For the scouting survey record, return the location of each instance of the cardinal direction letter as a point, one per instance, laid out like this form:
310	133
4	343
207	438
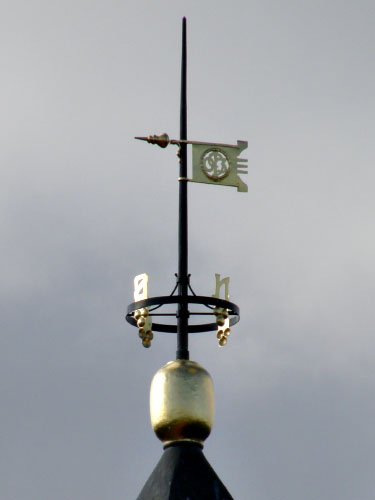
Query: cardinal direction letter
141	287
219	283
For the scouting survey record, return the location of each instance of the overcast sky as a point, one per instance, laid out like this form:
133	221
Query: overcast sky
84	208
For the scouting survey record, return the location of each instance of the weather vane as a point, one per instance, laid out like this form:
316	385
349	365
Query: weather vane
181	392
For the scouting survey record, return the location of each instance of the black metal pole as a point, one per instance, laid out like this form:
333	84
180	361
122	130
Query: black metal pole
183	277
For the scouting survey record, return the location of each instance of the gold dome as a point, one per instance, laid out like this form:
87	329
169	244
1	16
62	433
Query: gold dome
182	402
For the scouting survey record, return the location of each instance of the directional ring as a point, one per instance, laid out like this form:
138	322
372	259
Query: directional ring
215	164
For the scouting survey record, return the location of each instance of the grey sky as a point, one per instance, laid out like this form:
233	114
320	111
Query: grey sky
84	208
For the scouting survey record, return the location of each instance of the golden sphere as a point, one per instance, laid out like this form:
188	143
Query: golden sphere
182	402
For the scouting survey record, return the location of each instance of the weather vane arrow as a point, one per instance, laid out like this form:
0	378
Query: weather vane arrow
213	163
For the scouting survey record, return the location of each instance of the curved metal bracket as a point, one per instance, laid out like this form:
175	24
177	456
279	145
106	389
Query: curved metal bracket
233	310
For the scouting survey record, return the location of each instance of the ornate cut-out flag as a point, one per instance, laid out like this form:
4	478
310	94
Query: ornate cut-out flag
219	164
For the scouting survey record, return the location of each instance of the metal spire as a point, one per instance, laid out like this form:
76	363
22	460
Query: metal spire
183	277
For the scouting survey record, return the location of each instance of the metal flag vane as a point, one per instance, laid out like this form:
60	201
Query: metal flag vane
213	163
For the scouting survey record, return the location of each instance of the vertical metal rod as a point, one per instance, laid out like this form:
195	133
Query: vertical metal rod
183	277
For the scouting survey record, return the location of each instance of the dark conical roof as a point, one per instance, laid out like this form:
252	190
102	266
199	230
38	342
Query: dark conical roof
183	473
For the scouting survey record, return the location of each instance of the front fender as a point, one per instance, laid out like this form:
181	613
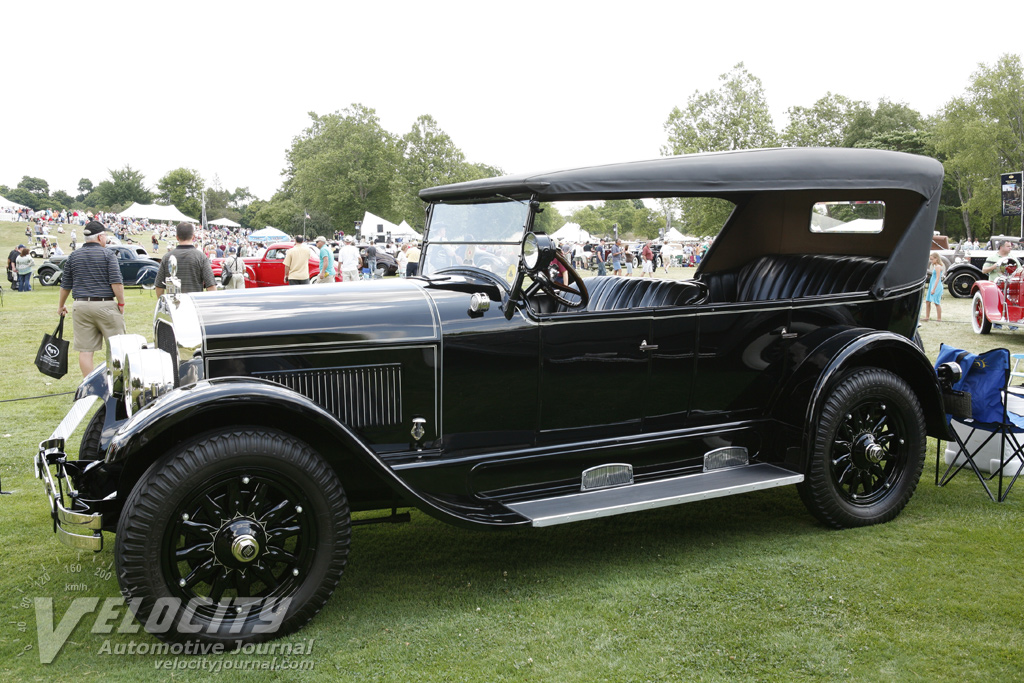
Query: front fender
967	266
151	432
991	295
* * *
## WHAT THE TASK REQUIRES
Copy all of the material above verbatim, leaving out the pictures.

## TASK RESULT
For the scouting survey record, return the location of each instance of the cardinal direction letter as a point, one per instance, laid out like this form:
310	133
4	343
207	438
Query: cardinal direction letter
141	287
219	283
For the scouting survey record, return the location of each instance of the overcast sky as a point, one per instance, laid out like this form:
133	221
Query: overcast sky
84	208
For the scouting survey record, return the location of each instance of the weather vane as a point, one per instance, laid out like this form:
316	385
349	365
Query: weather vane
181	392
For the scouting survey record, return the location of each instance of the black metal pole as a point, one per instance, laid out like this form:
333	84
180	361
122	130
Query: black metal pole
183	277
For the scouting survey record, return the location of each instance of the gold dome as a point, one per instance, laid out like this form:
87	329
169	244
1	16
62	433
Query: gold dome
182	402
For the scouting survey record, return the location of each instance of the directional ring as a point, one per instance, laid out like this form:
138	322
372	259
Query: directional ring
215	164
For the scouting survey record, return the location of each instance of the grey sky as a point, one per instance, laid out like this form:
233	114
320	111
Query: grey sky
84	208
For the scouting survey record, return the location of each instance of the golden sphere as a point, one per instance, laid out like this form:
188	143
Query: golden sphere
182	402
For the scouting survey record, return the location of each instance of the weather vane arrow as a point, one per instance, laid out like this form:
0	378
Query: weather vane arrow
213	163
For the scouting survey record, return the location of each instance of the curved metal bracket as a point, one per instance, laid out like this form:
175	24
177	456
279	145
106	389
Query: curved metal bracket
233	310
For the scouting survey record, return the location of each instance of the ornate cut-out flag as a point, one per instance, laid out like this form:
4	478
310	94
Query: ornate cut-out flag
219	164
For the scouting survey record, return the location of each instance of the metal spire as a point, one per instance, laid out like this form:
76	363
22	460
Query: metal spire
183	277
For the scouting survey record, return the location of each instance of the metal flag vane as a point, one per instance, laid out like this form:
60	201
Query: metal flag vane
213	163
For the scouting survey record, return the location of each instance of the vertical metal rod as a point, one per instance, laid out like this form:
195	133
Query: vertical metal rod
183	277
For the scouting survey record, return the location of each instance of the dark conical roof as a point, one per instance, laid out like this form:
252	190
102	266
199	230
38	342
Query: dark conical roof
183	473
For the scouting survey record, return the location of each instance of the front fender as a point, one per instance, laid out like this form:
181	613
Query: front fender
967	266
151	432
991	295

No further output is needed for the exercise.